» **EXERCISE DESCRIPTION**: At the line containing "Every instance of the front", start repeating the entries exactly, and continue through the last line.
___
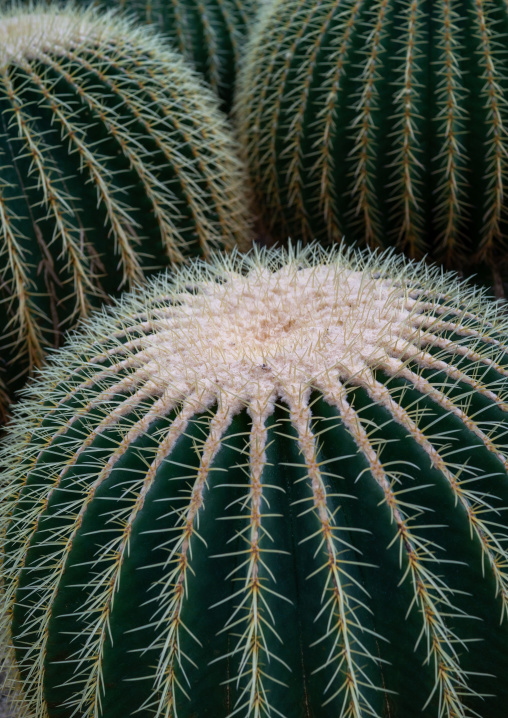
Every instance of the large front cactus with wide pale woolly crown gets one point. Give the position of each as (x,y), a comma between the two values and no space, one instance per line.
(271,486)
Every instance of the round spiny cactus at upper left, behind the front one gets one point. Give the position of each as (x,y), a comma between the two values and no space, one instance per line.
(114,161)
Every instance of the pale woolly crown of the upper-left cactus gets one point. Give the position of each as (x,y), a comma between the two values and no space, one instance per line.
(29,34)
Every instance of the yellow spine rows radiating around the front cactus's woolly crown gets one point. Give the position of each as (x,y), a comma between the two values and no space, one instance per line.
(87,398)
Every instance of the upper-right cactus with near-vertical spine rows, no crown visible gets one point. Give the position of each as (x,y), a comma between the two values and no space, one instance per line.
(384,121)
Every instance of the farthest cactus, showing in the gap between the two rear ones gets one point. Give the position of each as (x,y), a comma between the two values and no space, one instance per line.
(210,34)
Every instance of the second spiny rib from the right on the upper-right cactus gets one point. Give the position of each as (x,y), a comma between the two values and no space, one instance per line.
(451,212)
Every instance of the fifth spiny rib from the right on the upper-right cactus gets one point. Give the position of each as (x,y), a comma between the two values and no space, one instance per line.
(325,164)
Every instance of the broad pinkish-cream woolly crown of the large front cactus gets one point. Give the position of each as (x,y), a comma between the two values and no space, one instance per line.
(283,330)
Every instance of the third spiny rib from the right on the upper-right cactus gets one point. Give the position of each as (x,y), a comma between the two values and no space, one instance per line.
(406,163)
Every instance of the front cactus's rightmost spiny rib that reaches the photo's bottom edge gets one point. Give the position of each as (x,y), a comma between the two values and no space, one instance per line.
(430,591)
___
» **SOLUTION**:
Every instance of the front cactus's rightmost spiny rib that reaches the photo's bottom edge gets one point. Give the position of each as (x,y), a comma between the two values and no space, one instance per line.
(430,591)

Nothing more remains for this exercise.